# INSTRUCTIONS TO FOLLOW
Print every row below verbatim, keeping each line and character unchanged.

# RECORDS FOR PROCESSING
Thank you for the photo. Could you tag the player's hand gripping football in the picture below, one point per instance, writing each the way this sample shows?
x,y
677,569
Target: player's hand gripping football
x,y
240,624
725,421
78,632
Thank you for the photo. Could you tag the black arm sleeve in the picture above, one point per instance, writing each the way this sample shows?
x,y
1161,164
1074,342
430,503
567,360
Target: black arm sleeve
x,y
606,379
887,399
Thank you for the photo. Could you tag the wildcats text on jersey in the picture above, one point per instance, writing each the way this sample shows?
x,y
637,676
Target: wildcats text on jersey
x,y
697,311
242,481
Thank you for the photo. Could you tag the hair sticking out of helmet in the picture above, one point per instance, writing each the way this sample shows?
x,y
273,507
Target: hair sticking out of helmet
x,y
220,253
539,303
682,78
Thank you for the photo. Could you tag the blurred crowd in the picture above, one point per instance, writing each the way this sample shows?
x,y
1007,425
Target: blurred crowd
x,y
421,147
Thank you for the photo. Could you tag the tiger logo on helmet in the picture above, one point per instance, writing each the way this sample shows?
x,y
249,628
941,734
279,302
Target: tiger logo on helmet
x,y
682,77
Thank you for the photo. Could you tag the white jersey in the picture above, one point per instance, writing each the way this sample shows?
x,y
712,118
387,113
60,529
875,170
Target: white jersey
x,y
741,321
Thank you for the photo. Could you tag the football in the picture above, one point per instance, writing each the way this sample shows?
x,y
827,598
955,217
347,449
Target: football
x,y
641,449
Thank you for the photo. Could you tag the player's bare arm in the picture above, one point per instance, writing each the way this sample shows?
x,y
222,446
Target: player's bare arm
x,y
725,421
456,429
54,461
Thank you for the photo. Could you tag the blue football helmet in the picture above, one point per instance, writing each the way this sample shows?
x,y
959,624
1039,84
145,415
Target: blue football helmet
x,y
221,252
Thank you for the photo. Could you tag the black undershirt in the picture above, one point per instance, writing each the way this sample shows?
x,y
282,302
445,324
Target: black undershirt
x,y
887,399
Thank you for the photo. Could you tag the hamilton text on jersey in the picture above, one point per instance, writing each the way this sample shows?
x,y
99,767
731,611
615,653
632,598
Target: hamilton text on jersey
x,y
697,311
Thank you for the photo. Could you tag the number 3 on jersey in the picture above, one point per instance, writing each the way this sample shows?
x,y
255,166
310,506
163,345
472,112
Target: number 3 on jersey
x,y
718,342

# EXERCISE OUTPUT
Thank you for the photo. Could you tag the player's hand gripping football in the picture below, one point per instance, writing each the way this sample shows?
x,y
677,569
Target: player's hand gripping football
x,y
240,624
725,421
78,632
Thank you for the photo. Could you tag the black arm sleeve in the picture above, one point per instance, writing each the way this sample shows?
x,y
1161,164
1074,342
430,503
567,360
Target: black arm sleeve
x,y
606,379
887,399
Thank you for the photo. Could you tag the wildcats text on jersey in the picture above, one point per instance, writing each the way this sample shows?
x,y
637,676
Target: wildcats text on jersey
x,y
697,311
242,481
Thank you for the photo. Could you tag the hair sticking out of helmet in the picture above, one point per instance, writing each the way this sample shows?
x,y
273,507
Target: hair sticking out of helmet
x,y
220,253
539,303
682,78
Thank you for the photo. Could you tag the blurred crowd in the picture above, one point per instance, writing each the way this sample shows?
x,y
1007,425
Target: blurred crowd
x,y
421,147
Thank you for the photo. Could you tag the tiger logo on helmet in the picture above, one point per instance, writing each the way this sample shows?
x,y
249,628
941,734
279,302
Target: tiger logo on helmet
x,y
682,77
Thank you for the photo. Could you tag the white jersey in the picture above, one point per instance, writing each the way this sample shows?
x,y
712,118
387,113
60,529
875,170
Target: white jersey
x,y
741,321
Thank you for the photo. Could you tag the football in the picture above, one point per instance, writing each the way this sample shows?
x,y
827,598
955,217
347,449
Target: football
x,y
641,449
Thank you for the photo. Could you tag the player's bare arm in the picture above, one point per instance, writing each the way this sample shows?
x,y
222,446
Target: player's bare arm
x,y
725,421
456,429
54,461
Thank you for the photo. Could you tag the blue football helmet in the picture above, one point per instance, writing each the way this sample shows?
x,y
959,624
1039,84
145,415
Target: blue football helmet
x,y
221,252
Thank you for the photo. Could you tag the black undershirt in the picture above, one point per instance, writing each the way this sample shows?
x,y
282,302
445,324
Target: black undershirt
x,y
887,399
Thank you for the photo. Could you tag the hamilton text on jersey in the picture above, one point per instance, writing each the way this sample shows?
x,y
99,767
731,611
615,653
632,598
Target: hamilton text on jersey
x,y
697,311
Thank you for the photo. Could you tag the number 3 on jersey in the picture above, one point per instance, writing each the way this sample shows?
x,y
255,166
310,506
163,345
472,112
Target: number 3 on jersey
x,y
718,342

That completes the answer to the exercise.